Requirement A. In the article on where the word "stereotype" comes from, who invented the cheaper stereoscope design and in what year?
Requirement B. Turn the paragraph beginning "But supply and demand are the life-blood of Capitalism" in the article on the origin of "stereotype" into a short list that keeps its main facts.
Requirement C. Continue the article on the origin of the word "stereotype" from the point where it ends.

Document excerpt.
===

How did we get the word "stereotype" for a false conception, particularly of another culture or race? The Stereotype was originally, literally, a device that allowed citizens of the nineteenth-century to see in 3-D.

To quote http://www.ajmorris.com/roots/photo/types.php "Also called stereo cards when mounted on cardboard (as the vast majority are) these images are easily recognized by having two nearly identical images mounted side by side. When looked at through a stereo viewer they give a three-dimensional image. Most popular from 1854 to 1938, they were produced in vast quantities, and many are of historical interest."

In other words they present the image the left eye would see to the left eye, and the image the right eye would see to the right eye. (If you can cross your eyes far enough to overlap the two side-by-side images and still focus, you can do without the machine - experienced intelligence agency photo interpreters can do this, and it's not all that difficult to learn.)

Almost as soon as there were photos, there were stereo photos. In fact, "prior to the perfection and announcement of the photographic process, the British scientist, Sir Charles Wheatstone developed some simple stereographic sketches and a rather complicated 3D viewer" according to a good summary of the history of stereo photography at http://www.oz3d.info/sscc/library/history/history.htm

Sir David Brewster created the first commercial stereoscopes but the cheaper design you'll probably find in an antique store was invented by none other than Oliver Wendell Holmes, of medical fame, in 1864.

Scenes of other parts of the world were very popular, and scenes of exotic natives in their most exotic ceremonial costumes were extremely popular.

But supply and demand are the life-blood of Capitalism, and the populace just didn't want to see how the rest of the world really was, nearly as much as they wanted to see something very exotic. So the manufacturers, the mass image media of their day, supplied that demand. Natives were seen only in the most strange costumes and poses because that's what sold. Inhabitants of other parts of the world doing ordinary things or anything that didn't fit European misconceptions didn't sell and so, soon weren't seen at all. Fakery eventually came into the equation too, in order to feed the public demand, their love of novelty, capacity for projection, and their prejudices. Quite literally, the developed world saw what it wanted to see.

The resultant process of image creation became extreme enough, and silly enough, to become a byword meaning "false image" or misconception.

It's worth revisiting this history, now that the internet is as popular as stereoscopes once were - since internet sites can easily become rigid little bubble worlds themselves. Who knows, if the thesis of little bubble worlds is true, maybe one day a couple of centuries from now, they'll say "that's an internet" to mean "that's a stereotype". (Although with luck, diverse sites such as Everything2.com will prevent that from happening.)

===

Information.
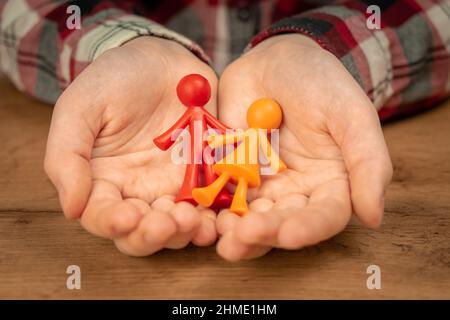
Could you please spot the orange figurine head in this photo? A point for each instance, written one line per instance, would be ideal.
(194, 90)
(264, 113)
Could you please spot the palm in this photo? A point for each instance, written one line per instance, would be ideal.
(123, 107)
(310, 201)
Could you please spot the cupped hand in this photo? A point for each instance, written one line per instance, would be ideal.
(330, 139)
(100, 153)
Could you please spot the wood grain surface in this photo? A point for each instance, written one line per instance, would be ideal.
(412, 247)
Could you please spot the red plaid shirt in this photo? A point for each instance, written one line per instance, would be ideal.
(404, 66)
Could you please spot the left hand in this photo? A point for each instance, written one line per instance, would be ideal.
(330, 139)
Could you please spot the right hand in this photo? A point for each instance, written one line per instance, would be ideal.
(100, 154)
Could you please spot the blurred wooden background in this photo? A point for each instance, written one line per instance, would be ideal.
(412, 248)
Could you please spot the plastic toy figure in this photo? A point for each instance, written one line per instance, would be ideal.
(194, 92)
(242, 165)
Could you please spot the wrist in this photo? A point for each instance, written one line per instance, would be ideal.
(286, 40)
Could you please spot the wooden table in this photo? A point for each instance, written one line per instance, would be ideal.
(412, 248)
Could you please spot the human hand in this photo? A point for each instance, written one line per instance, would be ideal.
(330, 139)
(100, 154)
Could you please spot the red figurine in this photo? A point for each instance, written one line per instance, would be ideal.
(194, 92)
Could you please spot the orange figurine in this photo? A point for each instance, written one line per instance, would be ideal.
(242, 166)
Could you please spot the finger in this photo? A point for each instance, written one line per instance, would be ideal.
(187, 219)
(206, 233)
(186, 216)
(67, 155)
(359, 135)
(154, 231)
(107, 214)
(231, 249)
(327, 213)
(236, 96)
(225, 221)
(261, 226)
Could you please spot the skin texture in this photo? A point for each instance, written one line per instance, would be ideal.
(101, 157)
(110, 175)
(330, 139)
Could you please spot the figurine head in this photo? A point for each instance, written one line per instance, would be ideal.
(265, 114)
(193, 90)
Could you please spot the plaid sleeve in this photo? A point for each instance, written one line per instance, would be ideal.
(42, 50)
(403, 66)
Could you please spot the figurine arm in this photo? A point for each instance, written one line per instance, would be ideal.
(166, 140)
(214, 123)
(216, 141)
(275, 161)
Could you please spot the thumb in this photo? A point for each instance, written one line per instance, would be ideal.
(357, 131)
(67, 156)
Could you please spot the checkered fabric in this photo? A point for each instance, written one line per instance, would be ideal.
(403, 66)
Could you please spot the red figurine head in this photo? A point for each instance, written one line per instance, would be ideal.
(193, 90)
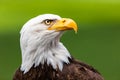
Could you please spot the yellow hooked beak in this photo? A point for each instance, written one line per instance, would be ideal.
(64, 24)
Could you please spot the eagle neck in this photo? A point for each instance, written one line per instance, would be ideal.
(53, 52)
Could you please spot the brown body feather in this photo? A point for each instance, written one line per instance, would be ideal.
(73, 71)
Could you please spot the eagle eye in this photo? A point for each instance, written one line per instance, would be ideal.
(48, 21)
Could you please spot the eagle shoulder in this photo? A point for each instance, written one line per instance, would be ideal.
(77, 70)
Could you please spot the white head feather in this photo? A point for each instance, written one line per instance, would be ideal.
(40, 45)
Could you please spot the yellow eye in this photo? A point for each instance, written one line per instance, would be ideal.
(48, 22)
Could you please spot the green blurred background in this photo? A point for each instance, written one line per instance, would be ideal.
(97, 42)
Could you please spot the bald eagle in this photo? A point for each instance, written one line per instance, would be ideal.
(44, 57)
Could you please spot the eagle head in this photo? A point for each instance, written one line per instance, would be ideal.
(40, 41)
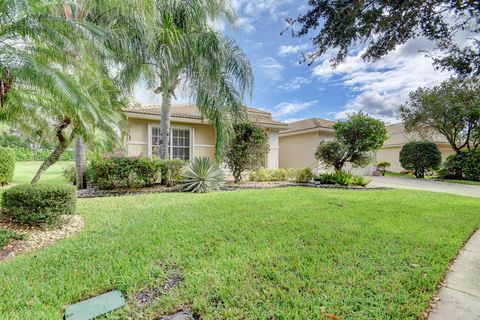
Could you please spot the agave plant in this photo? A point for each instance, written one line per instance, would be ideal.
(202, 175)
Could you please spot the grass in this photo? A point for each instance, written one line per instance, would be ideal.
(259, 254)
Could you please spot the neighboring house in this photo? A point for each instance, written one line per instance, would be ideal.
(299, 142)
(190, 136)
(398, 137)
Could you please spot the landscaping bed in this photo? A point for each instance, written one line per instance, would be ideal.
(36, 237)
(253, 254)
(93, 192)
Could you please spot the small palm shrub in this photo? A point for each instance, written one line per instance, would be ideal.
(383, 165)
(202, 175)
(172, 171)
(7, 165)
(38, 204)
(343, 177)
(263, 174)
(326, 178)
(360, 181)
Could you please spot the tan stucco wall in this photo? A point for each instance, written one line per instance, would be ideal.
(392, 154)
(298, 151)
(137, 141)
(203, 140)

===

Task output A. Oliver Wendell Holmes, in 1864.

Task output B.
- The public wanted exotic images far more than realistic views of the rest of the world.
- Manufacturers, the mass image media of the time, supplied that demand.
- Natives were shown only in the strangest costumes and poses because those sold.
- Images of ordinary life, or of anything that contradicted European misconceptions, did not sell and soon disappeared.
- Eventually fakery was used to satisfy the public's love of novelty, its capacity for projection and its prejudices.
- The developed world saw what it wanted to see.

Task output C.
One further curious historical note. Stereo photography went in and out of fashion. Presumably, it wasn't popular in mid-century Germany. While the Allies used sequential reconnaissance photos (usually from two cameras shooting at slightly different angles) to produce a stereo effect to great profit in photo interpretation (V-2 rockets stuck out like a sore thumb), the Germans never used this technique in WWII, and they seem never to have thought of it. Of course, there are a number of these rather suspicious lacunae in German WW II technology and strategy, enough to make one suspicious that many apparently loyal German subjects didn't put forward all the helpful ideas they could have.

For example, during WW II the great physicist Heisenberg accepted some suspiciously bad logic of others that appeared to show that atomic weapons would be extremely difficult to build, requiring immense quantities of uranium and plutonium, and low-balled funding requests for the German Atomic Bomb project. I grant that it's impossible to know whether such a silence is why the German armed forces never used stereo photography (stupidity is also commonplace), and that it's awfully hard to discern Heisenberg's conscious and unconscious motivations at this historical remove, and given just how dangerous keeping diaries was in Hitler's Germany.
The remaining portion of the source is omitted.